§ Material shown:
========================================================================
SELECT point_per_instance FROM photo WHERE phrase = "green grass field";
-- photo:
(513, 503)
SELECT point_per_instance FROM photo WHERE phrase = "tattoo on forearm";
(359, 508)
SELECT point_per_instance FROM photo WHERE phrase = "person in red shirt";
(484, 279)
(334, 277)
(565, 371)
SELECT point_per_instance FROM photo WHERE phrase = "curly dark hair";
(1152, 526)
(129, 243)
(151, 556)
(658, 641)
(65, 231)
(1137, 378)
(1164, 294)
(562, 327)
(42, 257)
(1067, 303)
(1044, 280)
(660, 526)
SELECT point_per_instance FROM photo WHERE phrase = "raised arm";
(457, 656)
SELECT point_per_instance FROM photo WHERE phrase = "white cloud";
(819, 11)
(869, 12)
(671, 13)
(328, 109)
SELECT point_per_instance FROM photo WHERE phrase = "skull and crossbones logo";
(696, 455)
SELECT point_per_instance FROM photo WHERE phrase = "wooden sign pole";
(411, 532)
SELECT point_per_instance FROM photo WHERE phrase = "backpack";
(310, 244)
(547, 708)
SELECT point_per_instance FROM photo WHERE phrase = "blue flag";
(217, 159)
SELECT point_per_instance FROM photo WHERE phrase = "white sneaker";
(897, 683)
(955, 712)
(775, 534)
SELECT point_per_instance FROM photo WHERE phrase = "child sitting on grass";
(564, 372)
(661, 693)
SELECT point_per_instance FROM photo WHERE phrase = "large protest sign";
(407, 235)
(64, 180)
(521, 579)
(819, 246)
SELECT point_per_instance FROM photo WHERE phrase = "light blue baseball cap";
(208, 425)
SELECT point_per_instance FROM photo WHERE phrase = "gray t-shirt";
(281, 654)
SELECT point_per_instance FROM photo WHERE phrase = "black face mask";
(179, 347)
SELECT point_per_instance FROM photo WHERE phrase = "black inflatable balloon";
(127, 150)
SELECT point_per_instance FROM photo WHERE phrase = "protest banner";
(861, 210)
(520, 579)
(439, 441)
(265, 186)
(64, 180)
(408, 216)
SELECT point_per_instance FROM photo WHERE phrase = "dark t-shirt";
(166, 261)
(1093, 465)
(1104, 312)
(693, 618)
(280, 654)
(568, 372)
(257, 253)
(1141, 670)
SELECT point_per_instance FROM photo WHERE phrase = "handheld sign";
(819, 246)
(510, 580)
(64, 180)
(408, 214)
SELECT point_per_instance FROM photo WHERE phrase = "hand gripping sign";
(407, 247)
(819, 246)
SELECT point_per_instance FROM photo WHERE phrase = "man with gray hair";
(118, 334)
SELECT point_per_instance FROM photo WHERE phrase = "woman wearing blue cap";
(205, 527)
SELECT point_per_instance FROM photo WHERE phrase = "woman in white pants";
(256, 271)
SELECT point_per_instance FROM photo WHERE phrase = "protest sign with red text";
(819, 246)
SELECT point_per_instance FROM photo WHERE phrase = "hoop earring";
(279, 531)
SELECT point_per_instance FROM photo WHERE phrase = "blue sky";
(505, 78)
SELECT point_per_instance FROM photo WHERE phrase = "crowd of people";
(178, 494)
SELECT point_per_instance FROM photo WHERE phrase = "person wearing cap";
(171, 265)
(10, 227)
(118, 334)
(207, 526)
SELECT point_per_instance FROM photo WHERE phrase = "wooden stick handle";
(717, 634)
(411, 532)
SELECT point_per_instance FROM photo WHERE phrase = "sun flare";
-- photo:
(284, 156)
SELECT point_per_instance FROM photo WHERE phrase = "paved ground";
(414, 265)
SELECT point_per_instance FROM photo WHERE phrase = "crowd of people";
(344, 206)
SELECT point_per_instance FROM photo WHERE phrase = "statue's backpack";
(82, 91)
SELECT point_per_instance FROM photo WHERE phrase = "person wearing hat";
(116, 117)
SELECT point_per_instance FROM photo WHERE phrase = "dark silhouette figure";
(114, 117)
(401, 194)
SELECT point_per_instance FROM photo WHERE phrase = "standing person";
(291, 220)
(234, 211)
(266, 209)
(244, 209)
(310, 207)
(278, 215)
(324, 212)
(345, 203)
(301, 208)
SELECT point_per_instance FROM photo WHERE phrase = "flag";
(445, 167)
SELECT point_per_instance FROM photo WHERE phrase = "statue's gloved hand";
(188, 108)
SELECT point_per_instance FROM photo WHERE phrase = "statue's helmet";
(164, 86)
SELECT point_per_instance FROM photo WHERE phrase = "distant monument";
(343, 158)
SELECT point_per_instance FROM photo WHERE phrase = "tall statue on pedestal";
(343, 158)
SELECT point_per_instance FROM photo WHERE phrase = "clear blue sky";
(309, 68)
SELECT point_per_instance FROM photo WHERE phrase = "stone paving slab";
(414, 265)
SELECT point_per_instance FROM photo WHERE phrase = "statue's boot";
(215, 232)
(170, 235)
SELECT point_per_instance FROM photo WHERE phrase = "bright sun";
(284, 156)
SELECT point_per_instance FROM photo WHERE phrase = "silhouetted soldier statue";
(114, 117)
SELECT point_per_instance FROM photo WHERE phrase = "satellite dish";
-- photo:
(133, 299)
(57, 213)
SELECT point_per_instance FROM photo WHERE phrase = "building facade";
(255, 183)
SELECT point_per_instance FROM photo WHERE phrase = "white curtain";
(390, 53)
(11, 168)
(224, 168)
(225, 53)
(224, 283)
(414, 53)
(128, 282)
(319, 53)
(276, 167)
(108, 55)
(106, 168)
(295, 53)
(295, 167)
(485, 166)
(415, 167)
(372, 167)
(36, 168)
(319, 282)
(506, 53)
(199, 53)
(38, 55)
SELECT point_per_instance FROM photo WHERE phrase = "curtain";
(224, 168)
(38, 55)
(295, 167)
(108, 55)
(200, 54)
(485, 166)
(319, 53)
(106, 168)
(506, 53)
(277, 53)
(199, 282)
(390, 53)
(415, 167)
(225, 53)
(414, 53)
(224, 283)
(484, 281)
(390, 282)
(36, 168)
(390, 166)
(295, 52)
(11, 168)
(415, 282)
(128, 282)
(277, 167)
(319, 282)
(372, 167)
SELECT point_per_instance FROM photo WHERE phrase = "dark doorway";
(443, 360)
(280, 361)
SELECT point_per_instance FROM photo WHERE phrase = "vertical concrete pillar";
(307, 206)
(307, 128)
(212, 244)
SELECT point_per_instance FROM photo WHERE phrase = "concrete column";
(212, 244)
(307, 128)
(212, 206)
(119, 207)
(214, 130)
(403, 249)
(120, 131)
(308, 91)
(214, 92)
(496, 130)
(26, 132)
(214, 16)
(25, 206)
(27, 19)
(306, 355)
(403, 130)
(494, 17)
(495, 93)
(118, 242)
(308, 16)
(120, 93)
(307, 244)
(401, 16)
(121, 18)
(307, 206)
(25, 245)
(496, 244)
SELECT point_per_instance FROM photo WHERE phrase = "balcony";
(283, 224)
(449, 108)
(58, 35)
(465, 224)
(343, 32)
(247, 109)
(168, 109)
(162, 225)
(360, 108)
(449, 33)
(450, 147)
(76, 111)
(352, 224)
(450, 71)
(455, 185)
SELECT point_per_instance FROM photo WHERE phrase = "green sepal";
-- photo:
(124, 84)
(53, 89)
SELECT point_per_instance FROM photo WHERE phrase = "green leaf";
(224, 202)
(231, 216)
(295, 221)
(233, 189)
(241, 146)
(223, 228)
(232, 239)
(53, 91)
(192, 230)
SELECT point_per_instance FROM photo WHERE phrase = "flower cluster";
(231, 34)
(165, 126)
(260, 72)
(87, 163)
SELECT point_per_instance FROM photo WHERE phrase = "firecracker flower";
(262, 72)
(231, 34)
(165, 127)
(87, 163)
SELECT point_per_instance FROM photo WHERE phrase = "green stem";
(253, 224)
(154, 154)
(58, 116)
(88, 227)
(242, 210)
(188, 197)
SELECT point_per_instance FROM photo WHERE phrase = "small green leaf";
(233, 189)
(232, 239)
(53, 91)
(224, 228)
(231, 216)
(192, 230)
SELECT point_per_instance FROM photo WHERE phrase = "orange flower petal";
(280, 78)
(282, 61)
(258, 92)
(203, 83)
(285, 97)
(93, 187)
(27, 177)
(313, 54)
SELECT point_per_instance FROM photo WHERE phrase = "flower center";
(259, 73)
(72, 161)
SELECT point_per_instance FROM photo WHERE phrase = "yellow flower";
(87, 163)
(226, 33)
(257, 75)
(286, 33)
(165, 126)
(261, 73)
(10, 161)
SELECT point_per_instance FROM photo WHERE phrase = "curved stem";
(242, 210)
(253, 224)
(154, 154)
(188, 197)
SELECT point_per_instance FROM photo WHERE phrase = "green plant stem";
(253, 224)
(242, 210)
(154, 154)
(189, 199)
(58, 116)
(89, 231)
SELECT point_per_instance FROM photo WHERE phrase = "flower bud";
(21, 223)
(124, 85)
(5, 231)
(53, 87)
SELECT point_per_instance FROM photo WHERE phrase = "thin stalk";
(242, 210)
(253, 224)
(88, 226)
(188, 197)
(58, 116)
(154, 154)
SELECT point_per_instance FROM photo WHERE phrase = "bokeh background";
========================================================================
§ Problem to solve: State how many lines of the listing above contain the string "gray". Give only the number.

§ Task answer: 2